-------- PASSAGE FOR REVIEW

Pilots now must have a minimum of 3,000 hours of flying experience and 500 flights to be considered for promotion, according to an operational handbook that was updated on January 10. That’s down from 4,000 hours required previously. Candidates still need 1,500 hours on commercial jets, as well as training, and must meet other requirements as well.
The move is intended to make the carrier more desirable to pilots and bolster its captains ranks, both gutted by Covid-related job losses. Subsequent pay cuts for the remaining pilots accelerated an exodus of cockpit crews. As a result, the airline has 48% fewer captains and first officers than before the pandemic, according to data from Cathay’s pilots union – a shortage that has triggered the current crisis over flight cancellations.
The fallout has drawn fire from Hong Kong’s leader John Lee Ka-chiu, and put Cathay Chief Executive Officer Ronald Lam Siu-por under scrutiny for staffing decisions made before and during the pandemic.
Cathay said the changes were approved by regulators and came into effect in November. Experience is only one factor, with performance determining who is selected for captain training.
"Our existing criteria of 4000 hours of flying experience has not changed," it said. "However, we have an additional option, a minimum of 3,000 hours total time and 500 sectors, simply because short-haul pilots gain the required experience differently as they operate many more flight sectors per year."
The flight giant said the alternate path enables experienced first officers who typically operate to short-haul destinations to be considered for command training within a reasonable time.

----------------

WHAT YOU WILL DO ▸
- a) In the article on Cathay's pilot promotion rules, how many hours on commercial jets do candidates still need?
- b) Rewrite the stretch of the article on Cathay's pilot promotion rules from "Pilots now must" through "over flight cancellations.", with "exodus" replaced by "outflow".
None of the work calls for the records.

-------- EXTRACTED MATERIAL

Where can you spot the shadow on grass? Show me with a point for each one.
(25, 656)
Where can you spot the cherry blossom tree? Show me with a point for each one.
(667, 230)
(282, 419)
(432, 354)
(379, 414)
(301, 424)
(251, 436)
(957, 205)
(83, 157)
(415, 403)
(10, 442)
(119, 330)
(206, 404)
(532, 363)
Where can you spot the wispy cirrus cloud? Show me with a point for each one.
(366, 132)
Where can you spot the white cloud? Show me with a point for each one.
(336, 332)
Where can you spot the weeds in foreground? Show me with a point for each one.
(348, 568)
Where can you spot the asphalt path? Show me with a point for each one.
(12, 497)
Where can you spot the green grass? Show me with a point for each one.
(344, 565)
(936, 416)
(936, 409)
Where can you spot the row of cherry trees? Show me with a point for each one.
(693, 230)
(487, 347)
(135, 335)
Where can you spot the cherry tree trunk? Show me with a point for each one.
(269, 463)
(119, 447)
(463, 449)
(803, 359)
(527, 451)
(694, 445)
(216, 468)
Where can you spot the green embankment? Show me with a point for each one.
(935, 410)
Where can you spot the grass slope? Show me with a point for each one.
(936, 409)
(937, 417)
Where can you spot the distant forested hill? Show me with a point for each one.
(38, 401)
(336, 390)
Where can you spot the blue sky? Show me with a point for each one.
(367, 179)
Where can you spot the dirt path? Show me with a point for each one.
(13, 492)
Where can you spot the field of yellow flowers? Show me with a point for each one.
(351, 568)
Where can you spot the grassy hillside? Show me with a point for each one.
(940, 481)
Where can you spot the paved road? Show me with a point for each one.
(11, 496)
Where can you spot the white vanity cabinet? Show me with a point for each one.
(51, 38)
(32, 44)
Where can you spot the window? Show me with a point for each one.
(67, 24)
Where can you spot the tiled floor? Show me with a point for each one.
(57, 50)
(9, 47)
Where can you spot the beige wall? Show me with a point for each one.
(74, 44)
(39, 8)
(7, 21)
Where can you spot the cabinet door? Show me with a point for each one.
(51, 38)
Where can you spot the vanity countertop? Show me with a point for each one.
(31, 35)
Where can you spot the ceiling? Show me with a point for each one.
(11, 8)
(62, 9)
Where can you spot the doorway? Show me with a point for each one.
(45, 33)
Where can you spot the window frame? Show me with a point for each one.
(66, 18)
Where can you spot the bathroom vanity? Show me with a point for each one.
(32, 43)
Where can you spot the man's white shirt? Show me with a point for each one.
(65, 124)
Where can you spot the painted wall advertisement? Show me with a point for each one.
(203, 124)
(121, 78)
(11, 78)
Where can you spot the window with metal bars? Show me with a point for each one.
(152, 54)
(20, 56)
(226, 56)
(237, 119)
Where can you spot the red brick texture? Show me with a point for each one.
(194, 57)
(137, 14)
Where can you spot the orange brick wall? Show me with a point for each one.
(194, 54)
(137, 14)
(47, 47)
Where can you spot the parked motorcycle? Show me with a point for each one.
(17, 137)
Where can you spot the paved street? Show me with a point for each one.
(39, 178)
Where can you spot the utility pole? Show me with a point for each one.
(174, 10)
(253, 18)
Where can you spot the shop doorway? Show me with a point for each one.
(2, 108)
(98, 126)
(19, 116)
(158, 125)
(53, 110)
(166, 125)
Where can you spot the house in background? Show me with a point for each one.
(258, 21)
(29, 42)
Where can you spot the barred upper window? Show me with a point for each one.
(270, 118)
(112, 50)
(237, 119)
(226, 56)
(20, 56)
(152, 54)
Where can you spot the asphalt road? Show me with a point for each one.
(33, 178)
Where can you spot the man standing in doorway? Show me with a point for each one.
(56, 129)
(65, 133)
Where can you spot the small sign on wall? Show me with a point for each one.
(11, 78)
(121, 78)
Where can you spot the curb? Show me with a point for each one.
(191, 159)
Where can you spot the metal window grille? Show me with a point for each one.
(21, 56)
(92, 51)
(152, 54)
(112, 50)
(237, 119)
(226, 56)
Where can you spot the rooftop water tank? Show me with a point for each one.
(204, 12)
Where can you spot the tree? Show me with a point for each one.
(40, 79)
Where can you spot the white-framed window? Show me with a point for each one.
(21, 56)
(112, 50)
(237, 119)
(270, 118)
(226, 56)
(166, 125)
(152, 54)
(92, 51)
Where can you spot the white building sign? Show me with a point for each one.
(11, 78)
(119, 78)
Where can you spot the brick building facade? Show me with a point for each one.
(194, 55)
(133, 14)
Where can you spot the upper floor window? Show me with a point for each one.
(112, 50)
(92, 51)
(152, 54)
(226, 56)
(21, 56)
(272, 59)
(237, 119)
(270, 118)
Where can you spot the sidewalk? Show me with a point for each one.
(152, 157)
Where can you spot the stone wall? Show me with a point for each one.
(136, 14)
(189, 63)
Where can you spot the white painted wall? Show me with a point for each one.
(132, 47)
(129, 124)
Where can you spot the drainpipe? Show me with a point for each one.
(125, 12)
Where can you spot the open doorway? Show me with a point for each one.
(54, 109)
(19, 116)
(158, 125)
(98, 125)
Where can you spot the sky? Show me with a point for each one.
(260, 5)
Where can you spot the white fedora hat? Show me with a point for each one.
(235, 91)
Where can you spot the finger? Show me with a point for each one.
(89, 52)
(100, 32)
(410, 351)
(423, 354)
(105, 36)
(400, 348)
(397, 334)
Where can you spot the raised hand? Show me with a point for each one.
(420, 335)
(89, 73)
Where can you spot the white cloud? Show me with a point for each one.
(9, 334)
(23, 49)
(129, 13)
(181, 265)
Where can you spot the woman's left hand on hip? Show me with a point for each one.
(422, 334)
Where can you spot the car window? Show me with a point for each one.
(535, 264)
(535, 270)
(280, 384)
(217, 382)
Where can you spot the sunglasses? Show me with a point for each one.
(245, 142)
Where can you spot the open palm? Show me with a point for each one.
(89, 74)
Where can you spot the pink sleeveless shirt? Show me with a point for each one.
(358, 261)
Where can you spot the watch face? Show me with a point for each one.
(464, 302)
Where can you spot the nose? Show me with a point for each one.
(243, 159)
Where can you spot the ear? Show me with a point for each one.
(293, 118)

----------------

ANSWERS BELOW ▸
- a) 1,500 hours

- b)
Pilots now must have a minimum of 3,000 hours of flying experience and 500 flights to be considered for promotion, according to an operational handbook that was updated on January 10. That’s down from 4,000 hours required previously. Candidates still need 1,500 hours on commercial jets, as well as training, and must meet other requirements as well.
The move is intended to make the carrier more desirable to pilots and bolster its captains ranks, both gutted by Covid-related job losses. Subsequent pay cuts for the remaining pilots accelerated an outflow of cockpit crews. As a result, the airline has 48% fewer captains and first officers than before the pandemic, according to data from Cathay’s pilots union – a shortage that has triggered the current crisis over flight cancellations.